--- start of SOURCE DATA ---

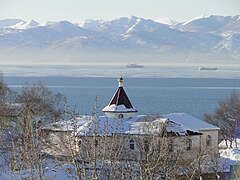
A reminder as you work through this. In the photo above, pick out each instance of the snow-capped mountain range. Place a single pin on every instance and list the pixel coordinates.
(205, 34)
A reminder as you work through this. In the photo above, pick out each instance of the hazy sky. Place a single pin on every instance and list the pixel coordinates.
(79, 10)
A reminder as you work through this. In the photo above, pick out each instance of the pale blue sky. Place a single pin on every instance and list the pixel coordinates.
(79, 10)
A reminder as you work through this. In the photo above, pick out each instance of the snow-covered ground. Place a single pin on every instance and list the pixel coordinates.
(229, 156)
(56, 170)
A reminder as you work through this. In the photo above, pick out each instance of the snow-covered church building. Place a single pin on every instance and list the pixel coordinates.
(121, 134)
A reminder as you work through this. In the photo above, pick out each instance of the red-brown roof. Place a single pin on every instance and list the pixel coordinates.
(120, 98)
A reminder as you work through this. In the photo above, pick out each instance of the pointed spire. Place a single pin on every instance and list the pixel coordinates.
(120, 104)
(120, 82)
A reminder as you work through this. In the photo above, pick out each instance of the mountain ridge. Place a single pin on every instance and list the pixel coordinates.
(207, 34)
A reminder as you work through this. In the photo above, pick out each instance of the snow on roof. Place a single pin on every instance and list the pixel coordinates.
(103, 125)
(190, 122)
(13, 109)
(68, 124)
(119, 109)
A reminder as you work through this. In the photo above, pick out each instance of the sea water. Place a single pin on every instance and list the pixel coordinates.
(152, 90)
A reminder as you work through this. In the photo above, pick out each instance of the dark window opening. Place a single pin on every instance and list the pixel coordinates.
(131, 144)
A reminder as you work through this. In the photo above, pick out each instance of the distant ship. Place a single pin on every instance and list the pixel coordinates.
(134, 65)
(207, 68)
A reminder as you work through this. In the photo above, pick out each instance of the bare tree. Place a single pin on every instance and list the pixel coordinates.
(47, 105)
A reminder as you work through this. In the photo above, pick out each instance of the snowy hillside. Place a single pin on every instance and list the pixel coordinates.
(206, 34)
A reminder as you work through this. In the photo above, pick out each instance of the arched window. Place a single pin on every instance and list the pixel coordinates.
(96, 142)
(170, 146)
(79, 142)
(189, 144)
(120, 116)
(208, 140)
(146, 146)
(131, 144)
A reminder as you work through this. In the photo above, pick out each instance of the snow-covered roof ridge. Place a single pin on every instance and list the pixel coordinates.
(190, 122)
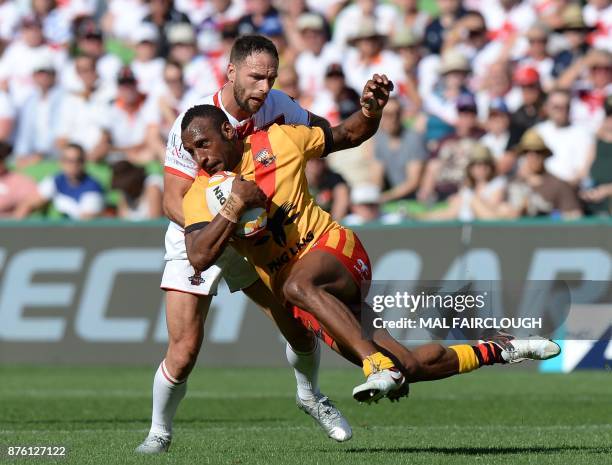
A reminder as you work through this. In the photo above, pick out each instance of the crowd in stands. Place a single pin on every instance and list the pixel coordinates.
(501, 109)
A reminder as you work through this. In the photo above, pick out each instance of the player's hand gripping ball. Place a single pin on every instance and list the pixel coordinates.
(219, 187)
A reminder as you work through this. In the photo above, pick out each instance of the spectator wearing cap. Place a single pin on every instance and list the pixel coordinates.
(568, 142)
(409, 48)
(16, 64)
(259, 12)
(174, 98)
(147, 67)
(329, 189)
(597, 187)
(38, 126)
(446, 167)
(535, 191)
(141, 194)
(469, 36)
(272, 28)
(440, 104)
(449, 12)
(162, 16)
(219, 15)
(8, 114)
(590, 79)
(400, 155)
(182, 44)
(89, 40)
(14, 187)
(73, 193)
(345, 98)
(206, 73)
(508, 18)
(368, 57)
(480, 195)
(412, 17)
(536, 54)
(365, 207)
(84, 116)
(133, 123)
(497, 85)
(351, 17)
(598, 14)
(531, 112)
(312, 62)
(575, 31)
(497, 136)
(123, 17)
(55, 21)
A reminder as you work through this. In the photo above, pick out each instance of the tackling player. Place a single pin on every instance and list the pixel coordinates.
(250, 103)
(306, 258)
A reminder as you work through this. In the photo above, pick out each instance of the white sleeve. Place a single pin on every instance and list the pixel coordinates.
(91, 203)
(178, 161)
(46, 188)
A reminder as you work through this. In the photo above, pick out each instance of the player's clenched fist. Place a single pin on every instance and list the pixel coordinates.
(375, 95)
(249, 193)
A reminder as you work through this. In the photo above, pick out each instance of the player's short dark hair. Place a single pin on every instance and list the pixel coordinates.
(249, 44)
(211, 112)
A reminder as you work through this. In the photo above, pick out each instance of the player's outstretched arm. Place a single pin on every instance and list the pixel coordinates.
(362, 125)
(206, 241)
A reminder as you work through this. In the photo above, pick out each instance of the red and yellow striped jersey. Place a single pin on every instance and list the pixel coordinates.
(275, 160)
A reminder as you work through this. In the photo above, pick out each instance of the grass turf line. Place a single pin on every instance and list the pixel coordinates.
(247, 416)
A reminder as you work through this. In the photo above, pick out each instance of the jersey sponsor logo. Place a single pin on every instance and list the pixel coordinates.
(265, 158)
(276, 225)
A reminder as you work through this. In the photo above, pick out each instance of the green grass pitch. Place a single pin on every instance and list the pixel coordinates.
(247, 416)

--- end of SOURCE DATA ---

● **EXERCISE**
Rewrite the whole listing above with "pixel coordinates" swapped for "x and y positions" everywhere it occurs and everything else left unchanged. Don't include the pictures in your answer.

● **TASK RESULT**
A reminder as you work through this. In the photo above, pick out each instance of the snow-capped mountain range. Place a single pin on every instance and list the x and y positions.
(205, 34)
A reminder as you work through this. In the photo above, pick out each instance of the hazy sky. Place a single pin on every instance and list the x and y positions.
(79, 10)
A reminder as you work through this. In the photo above, pick out each instance of the pale blue sky. Place a single pin on every instance and list the x and y positions.
(79, 10)
A reminder as you work through this. In the photo above, pick out each instance of the snow-covered ground. Place a single pin on every instance and list the x and y positions.
(229, 156)
(56, 170)
A reminder as you work through this. In the photo above, pick out each instance of the snow-covered church building. Place a single pin on every instance and list the x and y positions.
(121, 134)
A reminder as you work through this. In the photo above, pick out each instance of the red-brown roof. Place a single pin on every instance and list the x and y positions.
(120, 98)
A reminder as you work through this. In the photo above, pick out each instance of the pointed spire. Place a single pin on every instance and list the x and y positions.
(120, 104)
(120, 82)
A reminder as you work through this. In the photo above, pick out each instance of the mountain ridge. Place a single pin on every instance and list the x and y positions.
(207, 34)
A reminder as you work through this. In the photo above, pick out each instance of the snow on roof. Place a single pin on every instance and list the x and y positions.
(103, 125)
(190, 122)
(13, 109)
(68, 124)
(119, 109)
A reminder as you work through this. In the photo above, pick out each instance of the sea water. Place a single pin on every instance and list the x and y positions.
(152, 90)
A reminder as you work through this. In the photo above, pick out each instance of the dark window opening. Place a single pin on every instance and list the x and y positions.
(131, 144)
A reminder as you work through this. In the photo above, pick out each instance of the distant ship. Place a single pin on every instance and list the x and y positions.
(134, 65)
(207, 68)
A reminder as you work through this. In the photo above, pick out each instance of the bare tree. Place a single pin on every instance and list the x and y positions.
(47, 105)
A reminder as you work through this. In the photo above, pick out each instance of the snowy hillside. Place a single pin on every instance and list the x and y positions.
(206, 34)
A reminder as you work through this. In the photo above, pick out each instance of the arched window. Place a single pin on every instance and list the x and y positions.
(96, 142)
(170, 146)
(79, 142)
(189, 144)
(120, 116)
(208, 140)
(146, 146)
(131, 144)
A reminder as you work through this. In the photo above, pick out each instance of the snow-covered roof ridge. Place a single pin on every instance and list the x and y positions.
(190, 122)
A reminder as you work through this. In the photo above, pick out each instance of the crowd in stands. Place a single pin on every instance and list the x and y positions.
(501, 109)
A reminder as you work through this. In the photo above, pick out each instance of the player's hand gripping ball. Place a single pin on every instance and list the x and y positions.
(219, 187)
A reminder as you work through this. In the photo above, pick out each instance of the spectator wearing cap. Place a single pin on every instance and list the x and y positions.
(568, 142)
(409, 48)
(16, 64)
(259, 12)
(174, 98)
(147, 67)
(329, 189)
(597, 187)
(38, 126)
(446, 167)
(535, 191)
(141, 194)
(469, 36)
(272, 28)
(440, 104)
(449, 12)
(162, 16)
(219, 15)
(8, 114)
(590, 79)
(400, 155)
(182, 44)
(89, 40)
(14, 187)
(73, 193)
(345, 98)
(206, 73)
(508, 18)
(368, 57)
(480, 195)
(412, 17)
(536, 54)
(365, 207)
(84, 116)
(133, 123)
(497, 85)
(351, 17)
(598, 14)
(531, 112)
(312, 62)
(575, 31)
(497, 136)
(123, 17)
(55, 21)
A reminder as you work through this. In the photo above, pick out each instance of the tackling player. Place a single pin on every instance and list the x and y positions.
(250, 103)
(306, 258)
A reminder as you work through this. In the photo above, pick out each instance of the white sleeve. Place a single pin on every instance and list the x and y positions.
(91, 203)
(178, 161)
(46, 188)
A reminder as you work through this. In the photo above, pick out each instance of the player's clenched fist. Place a single pin on every instance and list the x and y positions.
(375, 95)
(249, 193)
A reminder as you work through this. In the photo above, pick out each instance of the player's short dark hair. Place a single pin on every instance and list the x and y positions.
(249, 44)
(211, 112)
A reminder as you work through this. In the photo above, pick out each instance of the player's outstretched arm. Place a single pin on every instance and list the x and y positions.
(362, 125)
(206, 241)
A reminder as you work through this. In the photo above, pick out each instance of the red and yellow striped jersey. Place a single pin on every instance and list the x and y positions.
(275, 160)
A reminder as you work through this. In the photo above, pick out each instance of the grass turf line. Place a single pin on every instance and list the x and y positions.
(247, 416)
A reminder as you work through this. In the photo above, pick out each instance of the jersey sponsor logo. Place a single pin on every instance and list the x and y positions.
(265, 158)
(276, 225)
A reminder as you work through this. In the photo above, pick out each instance of the green grass pitch. Place a single pin on every instance and list the x and y positions.
(247, 416)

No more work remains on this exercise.